AUFGABENSTELLUNG:
• a. Wie viele Besatzungsmitglieder der „Ever Given“ sind laut dem Text über die Blockade des Suezkanals in Sicherheit?
• b. Gib aus dem Text über die Blockade des Suezkanals den Abschnitt wörtlich aus, der mit „Trotz hoher Kanalgebühren“ beginnt und bis einschließlich „Guten Hoffnung rechne.“ reicht.
### TEXTAUSZUG ###
Als ehemaliger Chef der Behörde für den Suezkanal habe er bereits mehrere Bergungsaktionen miterlebt, führte Mamisch aus. "Ich kenne jeden Zentimeter des Kanals." Von der Kanal-Behörde veröffentlichte Fotos zeigen Bagger, die Schlamm unter dem Containerschiff wegschaufelten, während Schlepperboote an ihm zogen – bisher aber ohne Erfolg.

Andere Experten sind weitaus skeptischer. Der Eigentümer, die japanische Leasingfirma Shoei Kisen Kaisha, hatte vor bereits Mamischs Äußerungen mitgeteilt, es sei "extrem schwierig", die "Ever Given" wieder flottzubekommen. Das Schiff zählt zu den längsten der Welt und ist fast doppelt so lang wie der Kanal an der Stelle breit ist.

Die Kanalverwaltung hat mehrere Schlepper entsandt, auch ein Team der niederländischen Spezialfirma Smit Salvage machte sich auf den Weg. "Das ist, könnte man sagen, ein gestrandeter Wal", beschrieb der Chef der Mutterfirma Boskalis, Peter Berdowski, die Situation im niederländischen Sender Nieuwsuur. Das Containerschiff wieder in Bewegung zu setzen, könne ihm zufolge "Tage oder Wochen dauern".

Sollte es nicht gelingen, den Containerriesen mithilfe von Schleppern wieder flottzumachen, müsse ein Teil der Ladung mit Kränen vom Schiff geholt werden, erklärte die Firma Braemar, spezialisiert auf Dienstleistungen für die Schifffahrt. Auch Braemar geht davon aus, dass dies Tage, vielleicht Wochen dauern könnte.

Wie geht es der Besatzung der "Ever Given"?

Die 25 Besatzungsmitglieder der "Ever Given" seien in Sicherheit, erklärte die Firma BSM. Es gebe keine Umweltverschmutzung und keinen Schaden an der Fracht.

Warum nehmen andere Schiffe keine andere Route?

Der 1869 eröffnete Suezkanal verkürzt die Handelsverbindung zwischen Asien und Europa erheblich. Die Strecke von Singapur nach Rotterdam verringert sich durch den Kanal um annähernd 6000 Kilometer beziehungsweise rund 10 bis 15 Tage gegenüber der Fahrt um das Kap der Guten Hoffnung an der südlichen Spitze Afrikas.

Trotz hoher Kanalgebühren können die Reedereien durch die Abkürzung mitunter gut 30 Prozent Kosten sparen. Das unberechenbare Wetter am Kap ist ein weiterer Grund, warum viele den kürzeren Weg wählen. Im vergangenen Jahr passierten fast 19.000 Schiffe die Wasserstraße, annähernd 50 jeden Tag.

Sowohl im Mittelmeer als auch im Roten Meer warten derzeit hunderte Schiffe. Die Kapitäne hoffen, dass sie den Umweg nicht fahren müssen. Die Reederei-Riesen Maersk und Hapag-Lloyd teilten aber bereits mit, sie würden prüfen, ob sich die Ausweichroute ihrer Schiffe um das Kap der Guten Hoffnung rechne.

Was sind die Folgen für die Weltwirtschaft?
### GESPEICHERTE DATENSÄTZE ###
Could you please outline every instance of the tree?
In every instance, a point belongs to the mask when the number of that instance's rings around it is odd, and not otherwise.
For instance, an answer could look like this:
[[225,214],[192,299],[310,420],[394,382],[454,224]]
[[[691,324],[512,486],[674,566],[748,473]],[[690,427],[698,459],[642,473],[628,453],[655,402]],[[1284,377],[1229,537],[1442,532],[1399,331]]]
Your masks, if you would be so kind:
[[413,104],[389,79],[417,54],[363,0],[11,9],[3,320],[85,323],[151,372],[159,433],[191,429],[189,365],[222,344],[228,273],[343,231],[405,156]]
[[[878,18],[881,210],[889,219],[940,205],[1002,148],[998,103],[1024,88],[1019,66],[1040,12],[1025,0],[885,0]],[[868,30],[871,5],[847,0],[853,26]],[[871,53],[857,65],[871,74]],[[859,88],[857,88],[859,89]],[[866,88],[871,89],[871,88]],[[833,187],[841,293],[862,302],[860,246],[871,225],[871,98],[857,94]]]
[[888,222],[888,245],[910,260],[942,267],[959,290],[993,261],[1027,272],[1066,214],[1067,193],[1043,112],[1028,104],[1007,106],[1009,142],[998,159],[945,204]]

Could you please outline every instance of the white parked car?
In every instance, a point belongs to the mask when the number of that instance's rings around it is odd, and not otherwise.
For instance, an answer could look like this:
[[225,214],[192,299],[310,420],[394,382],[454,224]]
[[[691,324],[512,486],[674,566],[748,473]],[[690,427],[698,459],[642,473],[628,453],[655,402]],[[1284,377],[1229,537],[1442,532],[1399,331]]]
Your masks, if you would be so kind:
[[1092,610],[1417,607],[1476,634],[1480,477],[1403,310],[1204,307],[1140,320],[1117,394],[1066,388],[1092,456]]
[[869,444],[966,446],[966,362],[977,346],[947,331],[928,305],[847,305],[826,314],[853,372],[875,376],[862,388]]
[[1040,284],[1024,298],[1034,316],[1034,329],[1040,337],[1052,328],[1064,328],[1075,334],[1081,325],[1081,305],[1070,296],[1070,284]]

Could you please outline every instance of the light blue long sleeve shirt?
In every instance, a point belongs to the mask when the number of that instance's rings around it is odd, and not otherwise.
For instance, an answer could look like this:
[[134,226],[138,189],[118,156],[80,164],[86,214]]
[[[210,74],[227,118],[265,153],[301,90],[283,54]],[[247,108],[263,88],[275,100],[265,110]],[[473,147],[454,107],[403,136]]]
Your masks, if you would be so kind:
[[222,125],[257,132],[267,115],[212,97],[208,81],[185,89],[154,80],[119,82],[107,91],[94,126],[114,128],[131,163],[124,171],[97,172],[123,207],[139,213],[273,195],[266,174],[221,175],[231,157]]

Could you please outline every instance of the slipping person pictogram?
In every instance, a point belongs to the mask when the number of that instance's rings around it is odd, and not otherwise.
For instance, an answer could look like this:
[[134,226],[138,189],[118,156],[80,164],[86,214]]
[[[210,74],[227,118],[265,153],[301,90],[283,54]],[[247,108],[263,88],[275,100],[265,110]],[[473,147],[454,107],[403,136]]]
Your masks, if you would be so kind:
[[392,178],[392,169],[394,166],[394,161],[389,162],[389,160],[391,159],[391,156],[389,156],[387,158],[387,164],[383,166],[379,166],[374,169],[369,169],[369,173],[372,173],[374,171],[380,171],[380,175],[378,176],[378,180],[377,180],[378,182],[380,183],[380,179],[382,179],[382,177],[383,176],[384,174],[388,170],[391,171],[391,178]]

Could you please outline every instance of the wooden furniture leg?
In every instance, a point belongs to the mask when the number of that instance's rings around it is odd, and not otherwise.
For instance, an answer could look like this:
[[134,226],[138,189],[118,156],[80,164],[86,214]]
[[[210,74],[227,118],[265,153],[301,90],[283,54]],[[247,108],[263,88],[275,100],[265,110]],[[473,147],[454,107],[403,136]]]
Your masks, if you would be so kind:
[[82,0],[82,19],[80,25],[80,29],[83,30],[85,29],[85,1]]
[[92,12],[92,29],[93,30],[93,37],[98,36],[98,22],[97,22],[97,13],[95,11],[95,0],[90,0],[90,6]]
###
ERGEBNISSE JE AUFGABE:
• a. Die 25 Besatzungsmitglieder der „Ever Given“ sind in Sicherheit.

• b.
Trotz hoher Kanalgebühren können die Reedereien durch die Abkürzung mitunter gut 30 Prozent Kosten sparen. Das unberechenbare Wetter am Kap ist ein weiterer Grund, warum viele den kürzeren Weg wählen. Im vergangenen Jahr passierten fast 19.000 Schiffe die Wasserstraße, annähernd 50 jeden Tag.

Sowohl im Mittelmeer als auch im Roten Meer warten derzeit hunderte Schiffe. Die Kapitäne hoffen, dass sie den Umweg nicht fahren müssen. Die Reederei-Riesen Maersk und Hapag-Lloyd teilten aber bereits mit, sie würden prüfen, ob sich die Ausweichroute ihrer Schiffe um das Kap der Guten Hoffnung rechne.